-- Brief --
Update the listing below by changing "tall spire finial" to "pointed spire top" and keeping every other line as it is.

───── Material for this exercise ─────

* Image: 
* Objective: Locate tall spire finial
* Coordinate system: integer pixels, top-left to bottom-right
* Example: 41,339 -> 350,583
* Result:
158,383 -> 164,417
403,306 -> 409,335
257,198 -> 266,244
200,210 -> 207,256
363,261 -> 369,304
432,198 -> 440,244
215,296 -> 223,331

─────

-- Completed task --
* Image: 
* Objective: Locate pointed spire top
* Coordinate system: integer pixels, top-left to bottom-right
* Example: 41,339 -> 350,583
* Result:
158,383 -> 164,417
403,306 -> 409,335
257,198 -> 266,244
200,210 -> 207,256
363,261 -> 369,304
432,198 -> 440,244
215,296 -> 223,331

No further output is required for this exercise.